** begin TASK INPUTS **

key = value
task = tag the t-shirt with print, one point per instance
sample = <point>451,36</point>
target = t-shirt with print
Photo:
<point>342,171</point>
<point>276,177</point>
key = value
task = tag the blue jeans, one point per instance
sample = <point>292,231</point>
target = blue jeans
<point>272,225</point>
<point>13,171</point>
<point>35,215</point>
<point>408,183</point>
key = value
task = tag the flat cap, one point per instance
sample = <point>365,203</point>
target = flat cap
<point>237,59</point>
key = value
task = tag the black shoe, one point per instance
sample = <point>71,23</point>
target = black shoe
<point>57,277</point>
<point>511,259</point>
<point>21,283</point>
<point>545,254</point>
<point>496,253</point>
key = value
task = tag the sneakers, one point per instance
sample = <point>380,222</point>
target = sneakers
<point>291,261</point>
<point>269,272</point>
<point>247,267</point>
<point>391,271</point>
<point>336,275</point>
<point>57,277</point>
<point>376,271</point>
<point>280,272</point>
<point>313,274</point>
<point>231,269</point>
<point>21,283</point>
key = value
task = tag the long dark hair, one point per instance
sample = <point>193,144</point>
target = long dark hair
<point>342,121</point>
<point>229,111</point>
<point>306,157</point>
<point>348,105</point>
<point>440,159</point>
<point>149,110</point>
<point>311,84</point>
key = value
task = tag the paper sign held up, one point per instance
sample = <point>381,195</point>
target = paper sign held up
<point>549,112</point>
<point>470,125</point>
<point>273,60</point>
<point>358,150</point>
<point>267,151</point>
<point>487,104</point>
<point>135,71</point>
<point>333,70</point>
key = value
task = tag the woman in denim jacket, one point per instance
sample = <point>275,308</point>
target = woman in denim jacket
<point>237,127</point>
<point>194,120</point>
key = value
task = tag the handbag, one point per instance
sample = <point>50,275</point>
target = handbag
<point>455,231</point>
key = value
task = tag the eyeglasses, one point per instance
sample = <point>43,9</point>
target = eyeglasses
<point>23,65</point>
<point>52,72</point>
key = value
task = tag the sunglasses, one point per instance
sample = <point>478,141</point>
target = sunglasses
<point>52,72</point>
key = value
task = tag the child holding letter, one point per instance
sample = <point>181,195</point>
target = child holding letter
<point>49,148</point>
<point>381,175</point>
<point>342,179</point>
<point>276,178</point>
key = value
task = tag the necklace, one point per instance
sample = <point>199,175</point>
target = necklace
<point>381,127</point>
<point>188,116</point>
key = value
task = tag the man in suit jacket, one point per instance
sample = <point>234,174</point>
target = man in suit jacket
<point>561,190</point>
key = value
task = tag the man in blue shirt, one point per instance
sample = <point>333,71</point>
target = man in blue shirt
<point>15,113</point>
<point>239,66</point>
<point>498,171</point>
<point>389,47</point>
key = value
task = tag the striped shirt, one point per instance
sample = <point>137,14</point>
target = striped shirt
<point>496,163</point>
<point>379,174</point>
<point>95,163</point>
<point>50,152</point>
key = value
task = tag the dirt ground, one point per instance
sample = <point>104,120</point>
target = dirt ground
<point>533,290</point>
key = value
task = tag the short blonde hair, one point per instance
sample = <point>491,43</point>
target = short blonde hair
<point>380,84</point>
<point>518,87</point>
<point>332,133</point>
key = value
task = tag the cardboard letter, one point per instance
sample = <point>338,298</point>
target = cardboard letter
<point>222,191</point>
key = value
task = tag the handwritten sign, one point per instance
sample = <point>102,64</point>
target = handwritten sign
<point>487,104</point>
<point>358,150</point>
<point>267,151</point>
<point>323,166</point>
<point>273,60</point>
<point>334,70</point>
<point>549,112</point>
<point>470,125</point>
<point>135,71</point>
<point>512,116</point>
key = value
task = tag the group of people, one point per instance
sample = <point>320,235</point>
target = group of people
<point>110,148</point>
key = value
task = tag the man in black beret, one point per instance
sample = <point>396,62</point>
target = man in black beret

** end TASK INPUTS **

_INSTRUCTION:_ Quote all of the material above, line for line, without changing anything.

_TASK RESPONSE:_
key = value
task = tag the t-shirt with print, one point per instance
sample = <point>451,36</point>
target = t-shirt with print
Photo:
<point>342,171</point>
<point>276,177</point>
key = value
task = tag the blue jeans, one point per instance
sample = <point>292,231</point>
target = blue jeans
<point>272,225</point>
<point>13,171</point>
<point>35,215</point>
<point>408,183</point>
key = value
task = tag the flat cap, one point per instance
sample = <point>365,203</point>
target = flat cap
<point>237,59</point>
key = value
task = tag the black shoe, one point per instance
sample = <point>71,23</point>
target = black shoe
<point>57,277</point>
<point>511,259</point>
<point>21,283</point>
<point>545,254</point>
<point>496,253</point>
key = value
task = tag the sneakers, one point per instance
sample = <point>380,222</point>
target = sneakers
<point>291,261</point>
<point>269,272</point>
<point>247,267</point>
<point>391,271</point>
<point>336,275</point>
<point>57,277</point>
<point>376,271</point>
<point>280,272</point>
<point>313,274</point>
<point>231,269</point>
<point>21,283</point>
key = value
task = tag the long dark hair, one point per instance
sample = <point>193,144</point>
target = long dark hair
<point>342,121</point>
<point>229,111</point>
<point>306,157</point>
<point>348,105</point>
<point>440,159</point>
<point>149,110</point>
<point>311,84</point>
key = value
task = tag the paper sign held up, one point per instance
sample = <point>381,195</point>
target = paper sign held up
<point>549,112</point>
<point>470,125</point>
<point>273,60</point>
<point>358,150</point>
<point>267,151</point>
<point>487,104</point>
<point>135,71</point>
<point>333,70</point>
key = value
task = tag the woman in denim jacket, one point per instance
sample = <point>275,308</point>
target = woman in denim jacket
<point>237,127</point>
<point>194,120</point>
key = value
task = tag the handbag, one point per instance
sample = <point>50,275</point>
target = handbag
<point>455,231</point>
key = value
task = tag the eyeglasses, one point per instance
sample = <point>43,9</point>
target = eyeglasses
<point>23,65</point>
<point>52,72</point>
key = value
task = tag the sunglasses, one point per instance
sample = <point>478,141</point>
target = sunglasses
<point>52,72</point>
key = value
task = tag the child holding letter, one point per instance
sample = <point>181,195</point>
target = child holding letter
<point>49,148</point>
<point>381,175</point>
<point>342,179</point>
<point>276,178</point>
key = value
task = tag the necklace, one point per instance
sample = <point>199,175</point>
target = necklace
<point>381,127</point>
<point>188,116</point>
key = value
task = tag the man in suit jacket, one point per instance
sample = <point>234,174</point>
target = man in suit jacket
<point>561,190</point>
key = value
task = tag the man in blue shirt, one point per instance
sample = <point>333,71</point>
target = man in blue shirt
<point>15,113</point>
<point>239,66</point>
<point>498,171</point>
<point>389,47</point>
key = value
task = tag the striped shirt, one point per instance
sample = <point>137,14</point>
target = striped shirt
<point>496,163</point>
<point>379,174</point>
<point>95,163</point>
<point>50,152</point>
key = value
task = tag the dirt ground, one point per instance
sample = <point>104,120</point>
target = dirt ground
<point>533,290</point>
key = value
task = tag the short blonde hair, one point per instance
sample = <point>491,43</point>
target = short blonde hair
<point>380,84</point>
<point>518,87</point>
<point>332,133</point>
key = value
task = tag the cardboard letter, one point per instance
sample = <point>338,298</point>
target = cardboard letter
<point>222,191</point>
key = value
task = tag the handwritten sign, one point per instance
sample = <point>102,64</point>
target = handwritten sign
<point>487,104</point>
<point>358,150</point>
<point>267,151</point>
<point>323,166</point>
<point>273,60</point>
<point>334,70</point>
<point>549,112</point>
<point>470,125</point>
<point>135,71</point>
<point>512,116</point>
key = value
task = tag the group of people, one point per instance
sample = <point>320,235</point>
target = group of people
<point>110,148</point>
key = value
task = tag the man in black beret, one point per instance
sample = <point>396,62</point>
target = man in black beret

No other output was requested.